## [Records shown]

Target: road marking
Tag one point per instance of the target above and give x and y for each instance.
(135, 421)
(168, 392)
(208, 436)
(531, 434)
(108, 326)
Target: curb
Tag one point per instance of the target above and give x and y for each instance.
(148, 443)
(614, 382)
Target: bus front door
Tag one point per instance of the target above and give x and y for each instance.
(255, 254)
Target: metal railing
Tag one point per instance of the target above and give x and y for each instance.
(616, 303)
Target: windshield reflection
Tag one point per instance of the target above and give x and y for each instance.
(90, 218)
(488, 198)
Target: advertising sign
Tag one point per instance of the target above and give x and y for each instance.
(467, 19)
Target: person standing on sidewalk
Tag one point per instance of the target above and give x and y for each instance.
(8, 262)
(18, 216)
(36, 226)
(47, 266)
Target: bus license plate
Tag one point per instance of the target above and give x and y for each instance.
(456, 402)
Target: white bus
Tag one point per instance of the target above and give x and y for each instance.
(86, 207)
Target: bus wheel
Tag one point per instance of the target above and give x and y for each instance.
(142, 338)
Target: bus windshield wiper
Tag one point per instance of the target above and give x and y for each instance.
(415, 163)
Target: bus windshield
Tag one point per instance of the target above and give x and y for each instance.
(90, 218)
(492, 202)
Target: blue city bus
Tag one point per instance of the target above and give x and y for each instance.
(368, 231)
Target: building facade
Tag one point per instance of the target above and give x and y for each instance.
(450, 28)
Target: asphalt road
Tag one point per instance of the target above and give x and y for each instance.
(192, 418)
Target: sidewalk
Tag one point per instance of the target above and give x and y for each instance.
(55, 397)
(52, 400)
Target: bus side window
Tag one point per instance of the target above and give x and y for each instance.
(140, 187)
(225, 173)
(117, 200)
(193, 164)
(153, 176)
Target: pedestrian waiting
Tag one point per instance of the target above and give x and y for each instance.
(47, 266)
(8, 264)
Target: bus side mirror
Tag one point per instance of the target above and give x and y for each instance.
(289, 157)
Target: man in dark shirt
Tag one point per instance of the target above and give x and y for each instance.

* * *

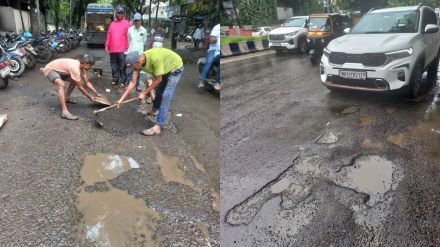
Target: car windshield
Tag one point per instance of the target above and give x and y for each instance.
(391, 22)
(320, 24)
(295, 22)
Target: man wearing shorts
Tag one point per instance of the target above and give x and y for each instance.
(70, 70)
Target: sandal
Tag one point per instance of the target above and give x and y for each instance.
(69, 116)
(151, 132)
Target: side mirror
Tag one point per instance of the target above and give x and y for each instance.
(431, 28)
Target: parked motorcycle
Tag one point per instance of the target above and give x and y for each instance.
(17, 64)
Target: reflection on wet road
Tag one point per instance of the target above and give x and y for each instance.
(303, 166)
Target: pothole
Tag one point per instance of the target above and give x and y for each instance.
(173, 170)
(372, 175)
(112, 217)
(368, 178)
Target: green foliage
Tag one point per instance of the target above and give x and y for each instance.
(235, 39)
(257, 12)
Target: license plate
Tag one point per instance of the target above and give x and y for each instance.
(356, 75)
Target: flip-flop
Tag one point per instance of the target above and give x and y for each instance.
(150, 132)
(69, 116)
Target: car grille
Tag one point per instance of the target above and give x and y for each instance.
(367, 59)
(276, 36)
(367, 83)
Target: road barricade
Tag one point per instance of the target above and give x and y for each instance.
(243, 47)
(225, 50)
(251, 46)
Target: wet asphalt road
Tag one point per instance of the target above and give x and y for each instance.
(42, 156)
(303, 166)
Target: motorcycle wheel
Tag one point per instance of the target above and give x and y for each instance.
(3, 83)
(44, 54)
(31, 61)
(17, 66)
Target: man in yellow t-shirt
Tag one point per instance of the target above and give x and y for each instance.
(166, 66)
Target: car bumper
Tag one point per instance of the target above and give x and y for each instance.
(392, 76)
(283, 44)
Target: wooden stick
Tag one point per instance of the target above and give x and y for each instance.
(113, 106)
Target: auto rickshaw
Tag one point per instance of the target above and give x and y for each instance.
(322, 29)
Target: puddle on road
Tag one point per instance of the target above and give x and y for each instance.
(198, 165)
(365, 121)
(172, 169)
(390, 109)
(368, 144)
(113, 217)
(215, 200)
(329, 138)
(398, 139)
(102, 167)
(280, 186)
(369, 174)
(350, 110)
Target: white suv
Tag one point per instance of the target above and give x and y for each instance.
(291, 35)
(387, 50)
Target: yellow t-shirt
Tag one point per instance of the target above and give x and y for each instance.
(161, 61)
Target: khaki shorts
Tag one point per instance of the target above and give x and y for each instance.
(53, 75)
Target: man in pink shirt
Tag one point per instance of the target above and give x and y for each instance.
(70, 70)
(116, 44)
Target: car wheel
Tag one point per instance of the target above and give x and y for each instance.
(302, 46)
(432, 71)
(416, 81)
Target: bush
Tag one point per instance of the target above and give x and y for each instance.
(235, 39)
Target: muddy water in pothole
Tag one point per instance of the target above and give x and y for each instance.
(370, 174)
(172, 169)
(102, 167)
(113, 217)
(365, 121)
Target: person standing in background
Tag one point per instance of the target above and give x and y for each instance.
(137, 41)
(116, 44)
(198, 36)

==

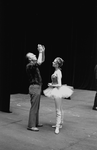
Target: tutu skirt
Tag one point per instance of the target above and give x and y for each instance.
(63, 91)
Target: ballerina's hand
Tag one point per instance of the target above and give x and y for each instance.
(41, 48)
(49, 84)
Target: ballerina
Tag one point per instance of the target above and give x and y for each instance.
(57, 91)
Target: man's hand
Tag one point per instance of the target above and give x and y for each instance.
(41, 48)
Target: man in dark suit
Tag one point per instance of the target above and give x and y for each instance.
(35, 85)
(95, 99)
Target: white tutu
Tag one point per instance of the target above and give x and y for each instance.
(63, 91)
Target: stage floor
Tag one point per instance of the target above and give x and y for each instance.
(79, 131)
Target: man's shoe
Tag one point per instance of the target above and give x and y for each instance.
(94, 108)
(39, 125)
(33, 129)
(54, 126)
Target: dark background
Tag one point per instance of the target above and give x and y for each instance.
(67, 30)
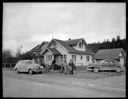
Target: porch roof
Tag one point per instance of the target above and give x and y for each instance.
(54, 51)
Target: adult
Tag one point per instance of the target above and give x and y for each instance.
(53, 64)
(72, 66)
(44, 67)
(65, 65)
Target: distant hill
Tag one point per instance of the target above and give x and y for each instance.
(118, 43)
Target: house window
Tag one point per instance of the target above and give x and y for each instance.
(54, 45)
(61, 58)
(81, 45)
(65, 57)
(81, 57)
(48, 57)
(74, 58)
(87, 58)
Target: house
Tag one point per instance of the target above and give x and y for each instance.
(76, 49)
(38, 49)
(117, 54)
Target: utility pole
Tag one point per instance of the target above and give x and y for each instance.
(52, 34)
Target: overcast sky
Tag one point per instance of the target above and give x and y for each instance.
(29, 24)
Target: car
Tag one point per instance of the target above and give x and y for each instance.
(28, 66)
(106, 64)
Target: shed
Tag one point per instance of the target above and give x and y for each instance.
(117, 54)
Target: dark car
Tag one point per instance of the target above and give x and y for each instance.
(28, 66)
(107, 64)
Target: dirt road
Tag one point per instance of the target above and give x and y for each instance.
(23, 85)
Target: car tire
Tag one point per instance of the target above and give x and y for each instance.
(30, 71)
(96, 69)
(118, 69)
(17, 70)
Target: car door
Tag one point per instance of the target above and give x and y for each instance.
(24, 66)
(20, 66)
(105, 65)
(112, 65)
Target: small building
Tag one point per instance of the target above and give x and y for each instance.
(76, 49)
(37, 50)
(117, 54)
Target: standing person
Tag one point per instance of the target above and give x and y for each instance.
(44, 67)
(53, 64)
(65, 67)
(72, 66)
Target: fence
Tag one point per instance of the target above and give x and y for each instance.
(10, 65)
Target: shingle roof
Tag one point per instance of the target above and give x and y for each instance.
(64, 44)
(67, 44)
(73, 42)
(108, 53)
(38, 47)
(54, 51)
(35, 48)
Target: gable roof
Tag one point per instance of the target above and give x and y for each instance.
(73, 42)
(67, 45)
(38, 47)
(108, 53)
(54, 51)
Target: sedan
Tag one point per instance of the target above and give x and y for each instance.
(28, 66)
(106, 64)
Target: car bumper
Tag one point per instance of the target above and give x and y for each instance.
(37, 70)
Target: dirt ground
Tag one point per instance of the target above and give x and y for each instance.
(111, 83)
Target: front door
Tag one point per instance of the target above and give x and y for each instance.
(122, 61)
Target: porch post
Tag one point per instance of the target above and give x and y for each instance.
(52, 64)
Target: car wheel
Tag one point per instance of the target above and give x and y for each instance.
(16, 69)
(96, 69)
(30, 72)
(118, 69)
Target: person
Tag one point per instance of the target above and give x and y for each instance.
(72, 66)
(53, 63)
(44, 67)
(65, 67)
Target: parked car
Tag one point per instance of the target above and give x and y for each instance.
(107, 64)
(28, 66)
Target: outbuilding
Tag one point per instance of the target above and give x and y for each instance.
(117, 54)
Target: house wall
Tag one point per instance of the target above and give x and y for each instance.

## [What to produce]
Gather every line above that contains the word "plate" and copy each one in full.

## [Answer for the task]
Target: bus license plate
Target: license plate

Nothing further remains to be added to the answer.